Your task:
Every line of the data below should be printed exactly. Nothing may be dropped.

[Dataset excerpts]
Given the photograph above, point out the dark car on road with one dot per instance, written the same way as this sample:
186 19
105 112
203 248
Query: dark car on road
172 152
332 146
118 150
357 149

Answer below:
Given the photograph above, point out the dark car on road with one dot per instance, written the same way as this sample:
186 19
105 112
203 248
Query: dark car on road
172 152
332 146
118 150
357 149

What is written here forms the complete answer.